▶ _Problem details_
Locate every line in the items below that contains the word "black", and copy each of those lines.

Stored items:
================

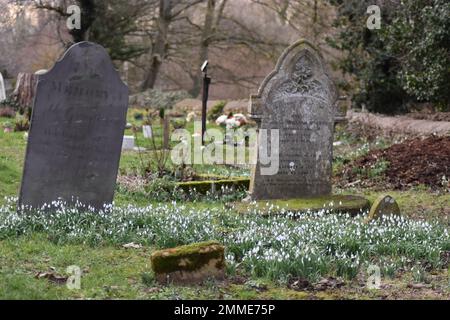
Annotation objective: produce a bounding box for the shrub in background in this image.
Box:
[328,0,450,113]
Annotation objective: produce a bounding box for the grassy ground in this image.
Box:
[0,112,450,299]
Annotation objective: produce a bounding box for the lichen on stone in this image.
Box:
[151,241,225,274]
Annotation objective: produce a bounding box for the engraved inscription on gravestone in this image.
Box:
[250,40,337,200]
[19,42,128,210]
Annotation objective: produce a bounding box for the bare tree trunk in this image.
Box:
[69,0,97,43]
[189,0,227,97]
[141,0,173,90]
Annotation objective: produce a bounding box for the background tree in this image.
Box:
[329,0,450,113]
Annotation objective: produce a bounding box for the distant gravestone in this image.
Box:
[19,42,128,210]
[250,40,337,200]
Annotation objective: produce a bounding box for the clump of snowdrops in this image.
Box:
[0,199,450,281]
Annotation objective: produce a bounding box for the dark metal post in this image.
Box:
[202,61,211,146]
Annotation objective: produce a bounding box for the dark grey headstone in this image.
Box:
[250,41,337,199]
[19,42,128,210]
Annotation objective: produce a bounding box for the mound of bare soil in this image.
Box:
[407,112,450,122]
[337,137,450,189]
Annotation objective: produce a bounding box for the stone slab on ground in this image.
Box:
[151,241,225,284]
[367,195,400,221]
[235,195,370,216]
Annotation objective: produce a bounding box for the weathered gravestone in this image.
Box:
[250,40,337,200]
[19,42,128,210]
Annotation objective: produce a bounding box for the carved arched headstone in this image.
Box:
[19,42,128,209]
[250,40,337,199]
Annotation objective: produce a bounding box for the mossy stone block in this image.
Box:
[151,241,225,283]
[235,195,370,216]
[177,178,250,194]
[367,195,401,221]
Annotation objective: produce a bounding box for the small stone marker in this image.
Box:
[250,40,337,200]
[367,195,400,221]
[19,42,128,209]
[151,241,225,284]
[122,136,135,150]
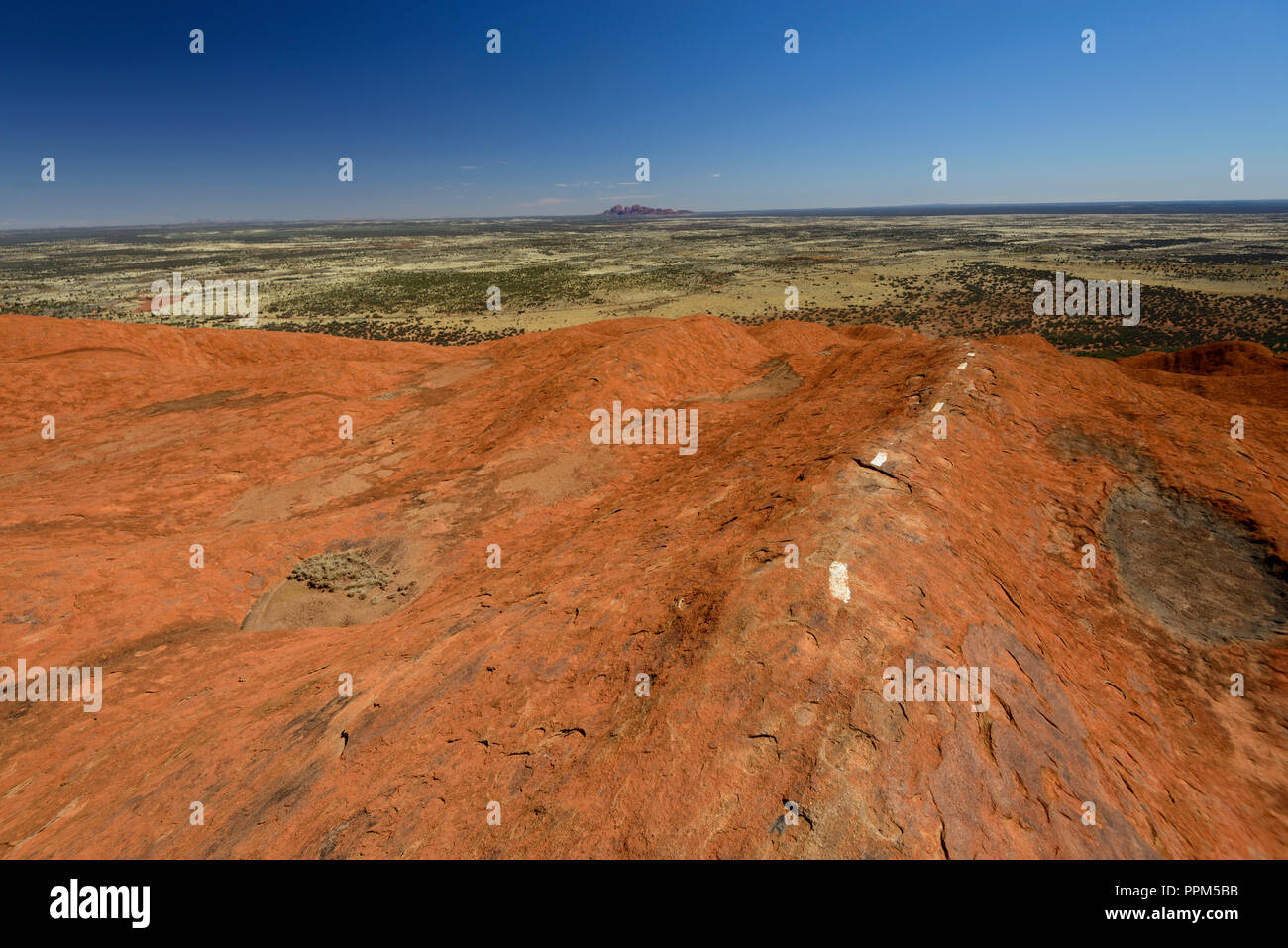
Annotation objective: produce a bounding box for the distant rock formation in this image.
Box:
[0,316,1288,859]
[604,203,693,218]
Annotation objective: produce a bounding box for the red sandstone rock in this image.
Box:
[0,317,1288,858]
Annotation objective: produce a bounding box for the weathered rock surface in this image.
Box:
[0,317,1288,859]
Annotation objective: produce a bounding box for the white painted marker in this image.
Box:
[827,563,850,603]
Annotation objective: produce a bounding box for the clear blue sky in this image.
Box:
[0,0,1288,227]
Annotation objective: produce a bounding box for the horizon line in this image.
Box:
[0,197,1288,233]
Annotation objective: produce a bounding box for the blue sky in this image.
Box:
[0,0,1288,227]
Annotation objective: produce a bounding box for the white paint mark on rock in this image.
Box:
[827,563,850,603]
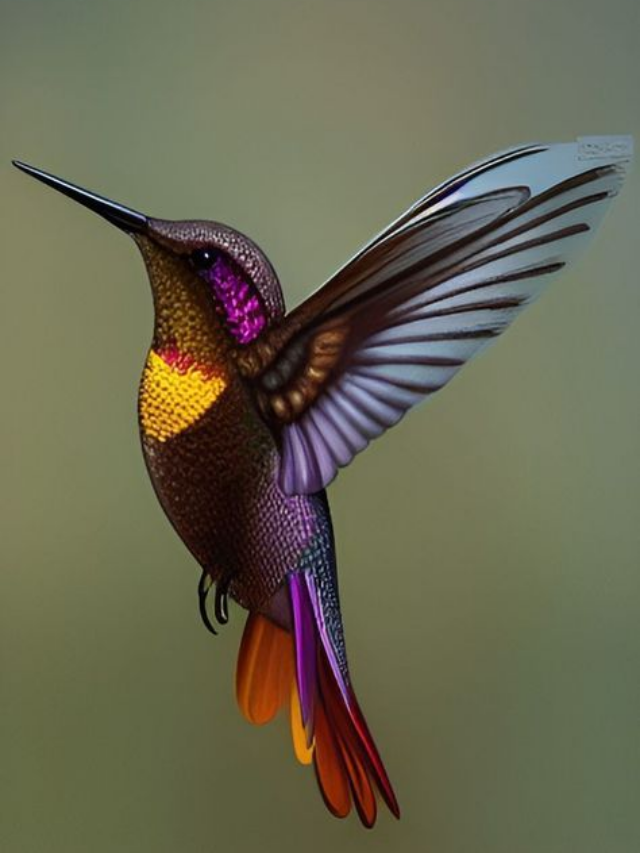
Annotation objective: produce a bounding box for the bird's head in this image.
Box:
[14,161,284,361]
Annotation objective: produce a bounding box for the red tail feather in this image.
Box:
[236,600,400,827]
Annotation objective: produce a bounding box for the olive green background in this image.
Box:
[0,0,640,853]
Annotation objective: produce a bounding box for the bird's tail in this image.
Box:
[236,572,400,827]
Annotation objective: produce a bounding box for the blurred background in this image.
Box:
[0,0,640,853]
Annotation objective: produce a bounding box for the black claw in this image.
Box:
[214,574,232,625]
[198,570,220,637]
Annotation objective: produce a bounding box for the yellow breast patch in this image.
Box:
[139,350,227,441]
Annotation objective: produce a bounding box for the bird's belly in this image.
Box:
[141,376,332,609]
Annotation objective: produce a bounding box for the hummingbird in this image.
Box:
[14,136,632,827]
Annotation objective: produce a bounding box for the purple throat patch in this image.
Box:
[203,255,267,344]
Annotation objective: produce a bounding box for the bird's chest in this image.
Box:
[139,342,275,565]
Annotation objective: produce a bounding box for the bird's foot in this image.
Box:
[198,569,233,635]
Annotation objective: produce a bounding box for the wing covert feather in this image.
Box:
[240,137,630,494]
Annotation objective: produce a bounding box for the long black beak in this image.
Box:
[12,160,148,233]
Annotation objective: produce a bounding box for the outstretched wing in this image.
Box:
[240,137,631,494]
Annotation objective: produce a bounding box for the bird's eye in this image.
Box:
[189,249,218,270]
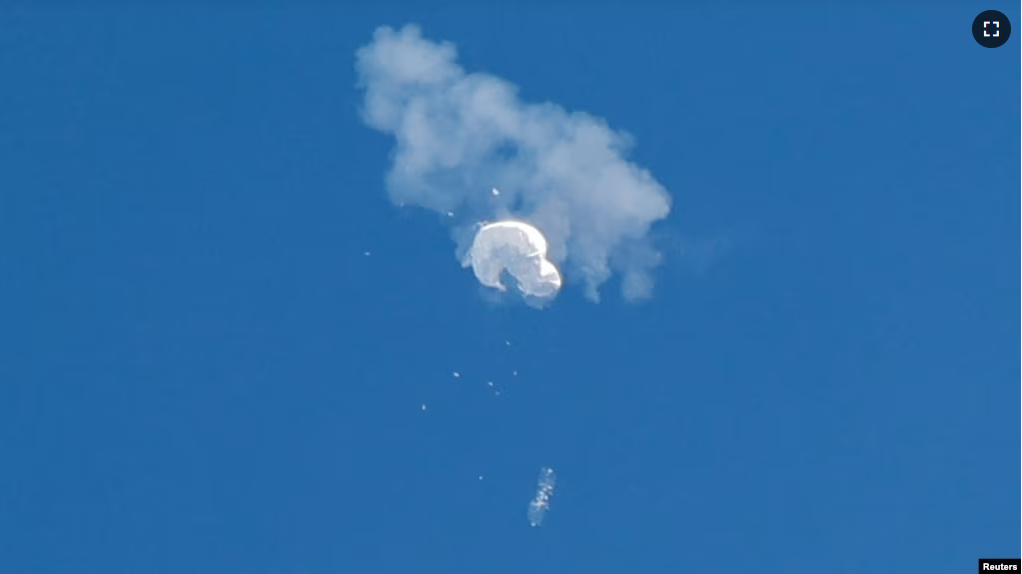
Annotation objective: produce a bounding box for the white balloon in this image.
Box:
[465,220,562,297]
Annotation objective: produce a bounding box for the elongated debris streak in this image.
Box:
[528,467,557,526]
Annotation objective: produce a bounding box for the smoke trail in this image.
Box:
[356,26,670,300]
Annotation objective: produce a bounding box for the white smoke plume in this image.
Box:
[356,26,670,300]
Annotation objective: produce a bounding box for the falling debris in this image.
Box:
[528,467,557,526]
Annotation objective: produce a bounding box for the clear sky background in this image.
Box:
[0,1,1022,574]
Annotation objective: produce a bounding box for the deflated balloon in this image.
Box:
[465,220,561,297]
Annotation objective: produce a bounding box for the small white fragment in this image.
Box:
[528,467,557,526]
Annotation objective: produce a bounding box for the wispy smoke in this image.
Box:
[356,26,670,300]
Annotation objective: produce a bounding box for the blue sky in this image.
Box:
[0,2,1022,574]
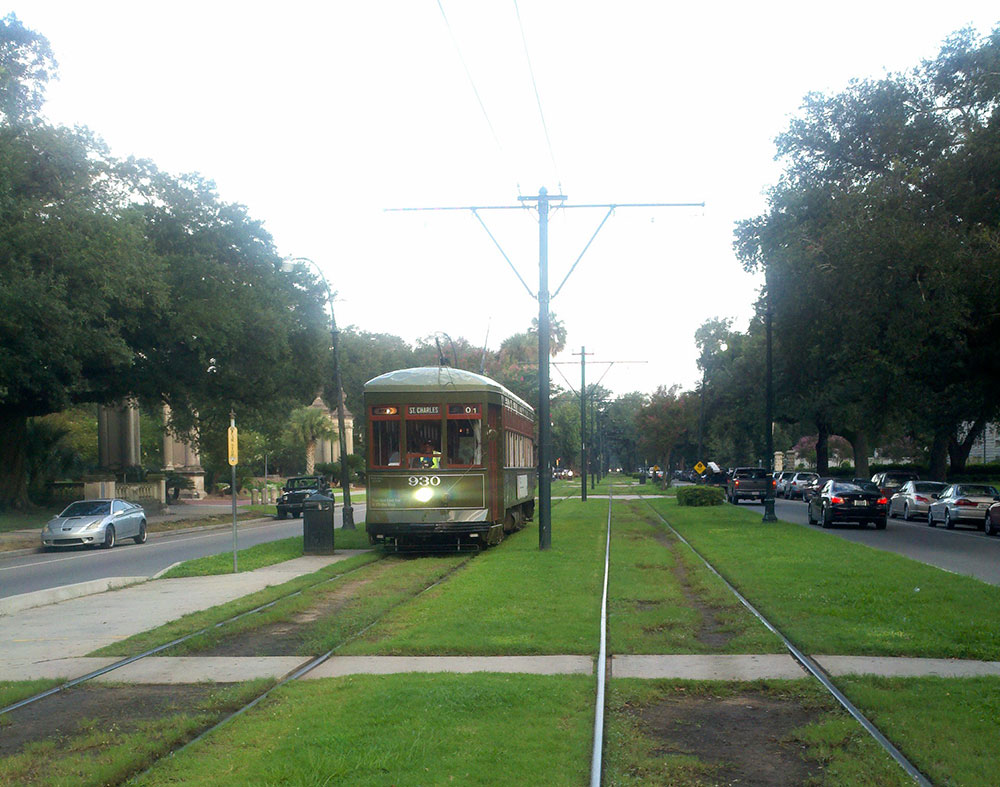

================

▶ _The response_
Annotation objective: produce a bounding box for the black claw in this image.
Annotation objective: produce a bounding box for the long black beak in this image.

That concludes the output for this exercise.